* _Page excerpt_:

1997-12-15 Thread Daniel Martin at cush
David Stern <[EMAIL PROTECTED]> writes:

> There are a lot of things about mail delivery that I'm unsure of right 
> now. Having put more time into thinking about exactly what I want, I've 
> become less certain about my configuration needs.

Well, you've certainly confused me. :)

> What I mean is that I want mail from root to [EMAIL PROTECTED]
> n to be delivered without the smtp server ever knowing about it, and 
> vice versa.
> 
> Does anyone do this?  Which MTA do you use?  Where are the rules or 
> facilities to configure this?  I'm willing to try just about anything 
> that will work. If I've lost my marbles, please suggest something 
> better.

Well, let me tell you what my machine is set up to do - it may help
you find a solution to your problem.  More informationon how I
acheived my machine's setup can be found at
http://www.math.jhu.edu/~martind/mybox.html  (a page which already
needs updating, despite only being about a month old...)

My machine is only connected to the internet intermittently (ppp
connection), and so it really has no fixed IP address or permanent
hostname visible from the outside.  Internally, my machine always has
the hostname "cush".  (why "cush"?  Well, I'd already named the
terminal connected to it "nimrod", so...)

When I (as "[EMAIL PROTECTED]") send a piece of mail to "root" or to
"[EMAIL PROTECTED]", it gets sent to the root account on my machine.  Same
goes for when I send a piece of mail to [EMAIL PROTECTED] or just
postmaster.  (and when I send a message to "[EMAIL PROTECTED]", it goes to my
girlfriend's account on my machine).  All these messages have
"[EMAIL PROTECTED]" as the From: address.

* _Instructions_:
1. For the mailing-list post, decide whether each statement agrees with it: (a) the writer's machine has a fixed IP address visible from the outside; (b) inside, the machine always goes by the hostname "cush"; (c) the machine reaches the internet over a ppp connection. Answer yes or no for each, quoting the words of the post that settle it.
2. In the mailing-list post, what name had the writer already given to the terminal connected to the machine?
3. Retype the stretch of the mailing-list post from "1997-12-15 Thread Daniel" through "confused me. :)".
The lines that come next are not needed.

* _Recorded information_:
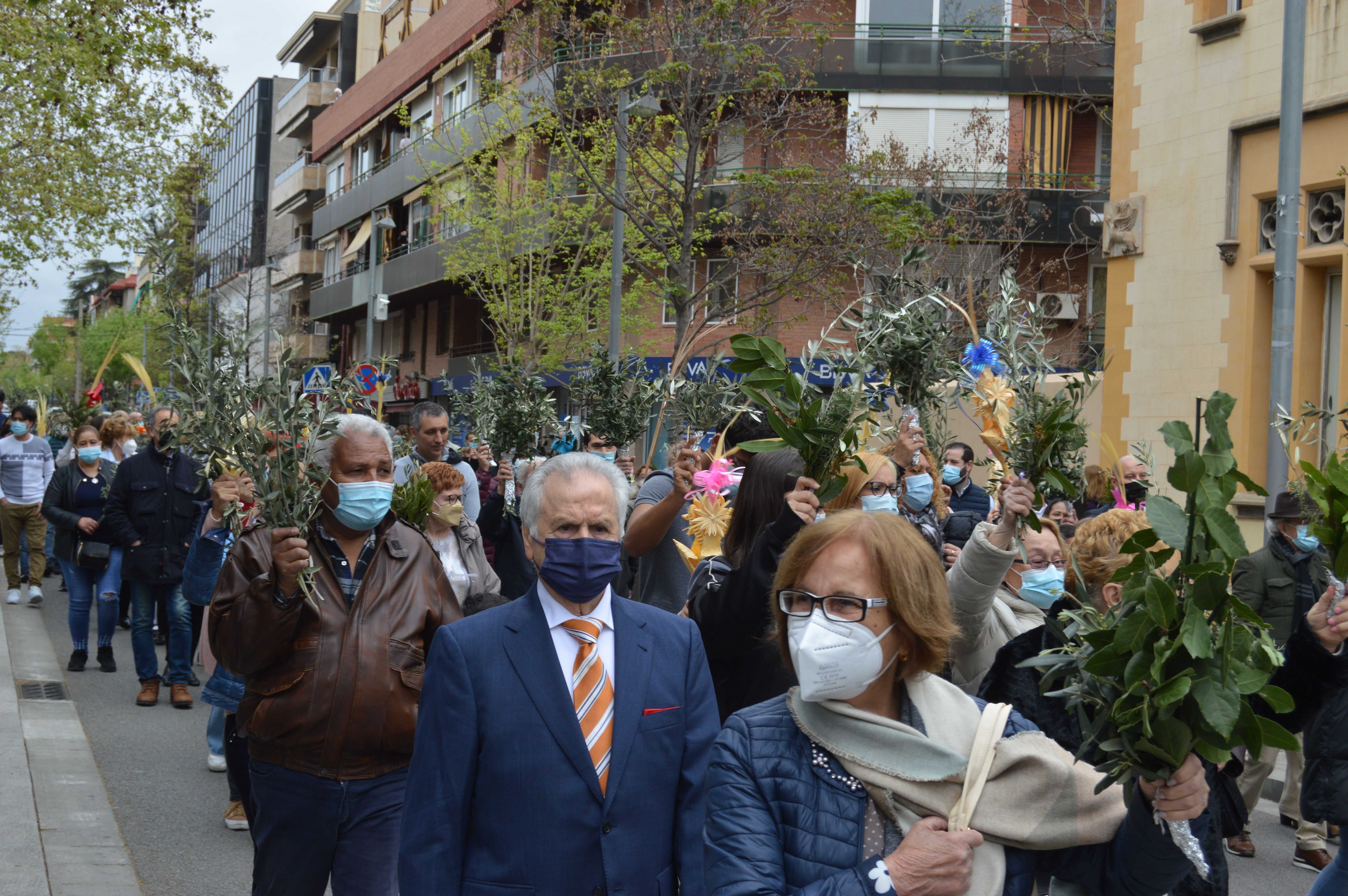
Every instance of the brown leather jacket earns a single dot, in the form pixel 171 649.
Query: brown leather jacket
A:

* _Final answers_:
1.
(a) No: "it really has no fixed IP address or permanent hostname visible from the outside."
(b) Yes: "Internally, my machine always has the hostname "cush"."
(c) Yes: "connected to the internet intermittently (ppp connection)"

2. "nimrod"

3.
1997-12-15 Thread Daniel Martin at cush
David Stern <[EMAIL PROTECTED]> writes:

> There are a lot of things about mail delivery that I'm unsure of right 
> now. Having put more time into thinking about exactly what I want, I've 
> become less certain about my configuration needs.

Well, you've certainly confused me. :)